==== TEXT EXCERPT
The Small Town Texas Mason E-Magazine has an excellent article going out in the November 2010 edition. The publication comes from the heart of a brother who publishes it to “enlighten, educate, and entertain Masons and non Masons alike.” Like so much of Masonic publishing it is a free press to circulate Masonic thought and interest.
In the November issue, the publisher Corky Daunt asks the question:
Is Freemasonry’s reputation was being harmed by to many news stories in newspapers and being repeated on the internet about Freemason bringing Civil Lawsuits against Grand Lodges for Masonic reasons.
You can read the original here.
He reserves his conclusions and posts instead three responses sent in by readers on the subject, two from North America (one from our very own Fred Milliken) and one from Australia. The relevancy of the question is an important one and something this site has been charged with repeatedly as reporting (or editorializing) on the bad in the news.
At the end of his piece, Corky asks “Do you think bad publicity is harming Freemasonry’s image?”
To be honest, I would have to answer and say that it is. But, with the caveat that the press and editorializing is only so bad as the reality of the events taking place themselves. Because there is no system to mitigate these events that lead to the bad press they are left to spiral out of control in an increasingly close world.
In other words, there is no system to police the system itself, so a free press (as with Democracy) needs to exist so as to ensure that the system adheres to its own principles.
The question then becomes is the system of Freemasonry of such importance that it needs such a medium to keep watch of its practice, or is it merely a membership organization like an athletic club like the YMCA or a big box shopping warehouse like Costco or Sam’s Club, where the membership value we get comes in the commodities we take away from it.
========
==== GIVEN INFORMATION
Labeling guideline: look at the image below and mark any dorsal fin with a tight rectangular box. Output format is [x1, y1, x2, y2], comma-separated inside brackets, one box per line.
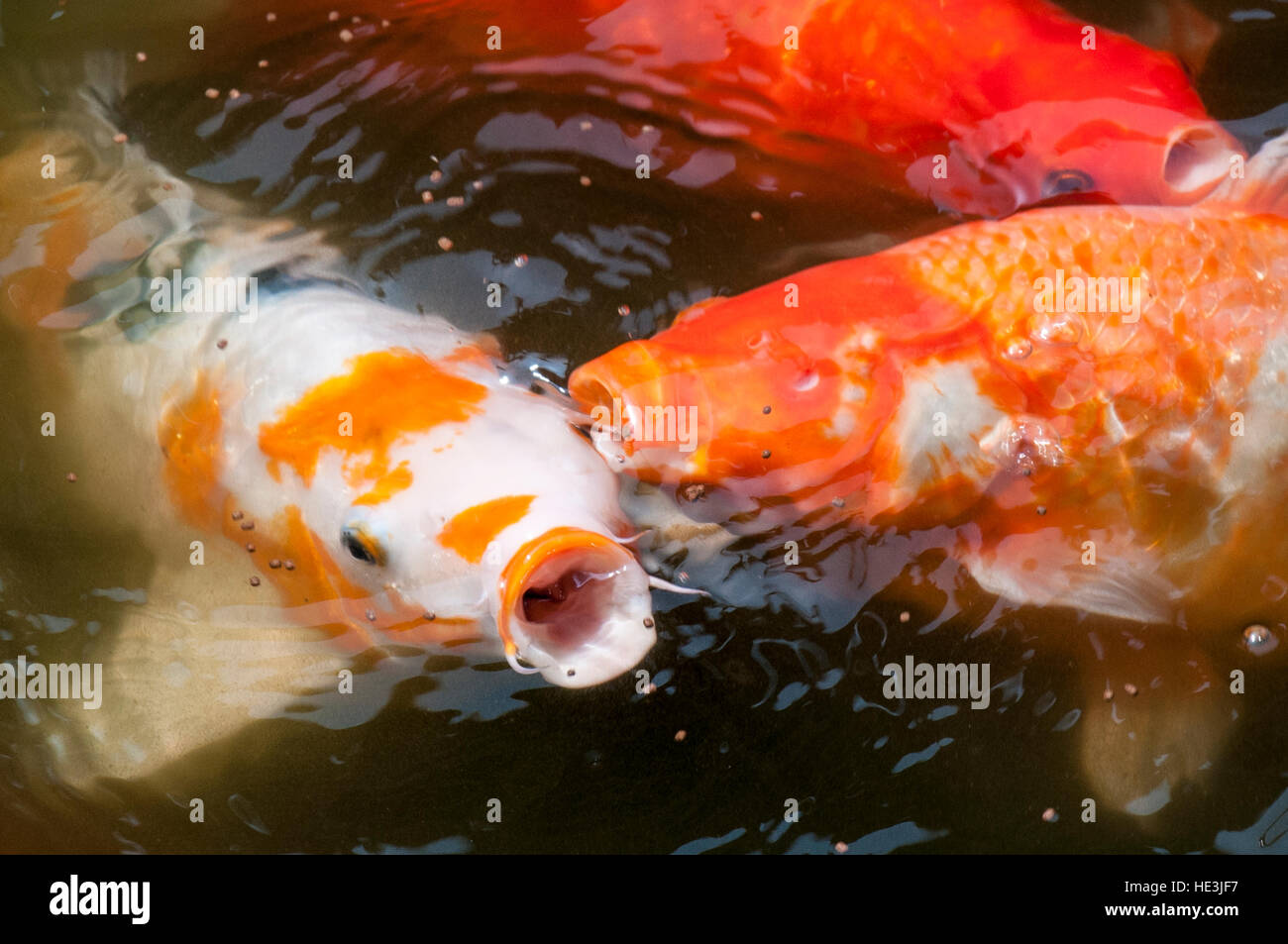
========
### ACTIONS TO TAKE
1. From the Freemasonry article, reproduce word for word the passage starting at "To be honest, I" and ending at "away from it.".
2. Which organizations does the Freemasonry article name in its final paragraph as examples of membership organizations?
3. Write what comes next in the Freemasonry article, picking up after its final sentence.

### ANSWERS FOR THE TASKS
1.
To be honest, I would have to answer and say that it is. But, with the caveat that the press and editorializing is only so bad as the reality of the events taking place themselves. Because there is no system to mitigate these events that lead to the bad press they are left to spiral out of control in an increasingly close world.
In other words, there is no system to police the system itself, so a free press (as with Democracy) needs to exist so as to ensure that the system adheres to its own principles.
The question then becomes is the system of Freemasonry of such importance that it needs such a medium to keep watch of its practice, or is it merely a membership organization like an athletic club like the YMCA or a big box shopping warehouse like Costco or Sam’s Club, where the membership value we get comes in the commodities we take away from it.

2.
YMCA
Costco
Sam's Club

3.
Ask yourself this:
Is Freemasonry really a practice of some moral philosophy? And if so, how do we (the members) practice it? Or, is it just a membership club that we go to for some monthly dinner socializing and entertainment in the form of democratic practice in voting on paying for the phone bill.
Personally, I like to think that its a Moral Philosophy that needs to be kept on its toes so as not to fall into the morass of base society, that it has an elevated sense of upright moral rectitude (that’s what we were told right?). Why else would we be members?
So to answer Corky’s question, Yes, I think the bad publicity hurts us as a fraternity overall. But, I think what hurts us even more are the activities being reported upon which chip away at the larger structure of the craft. We need to know what goes on in our own house, our Masonic house, so as to be vigilant against it and the only way to do that is to know what is going on – good, bad, or indifferent.
Otherwise, we can keep our heads buried int he sand while lodges are left to falter, members expelled for bucking the system, or indiscretions allowed to continue in fear of reprisals – all of which seem very un-Masonic in my handbook. But, if those are acceptable in the great moral society, then we can each just look for the next discount coupon for a reduced cost dinner at the next lodge meeting and not give a thought to our role in supporting a greater moral philosophy.
What do you think? Is the bad press hurting Masonry?
But, I think what hurts us even more are the activities being reported upon which chip away at the larger structure of the craft. We need to know what goes on in our own house, our Masonic house, so as to be vigilant against it and the only way to do that is to know what is going on – good, bad, or indifferent.
About time somebody figured this out.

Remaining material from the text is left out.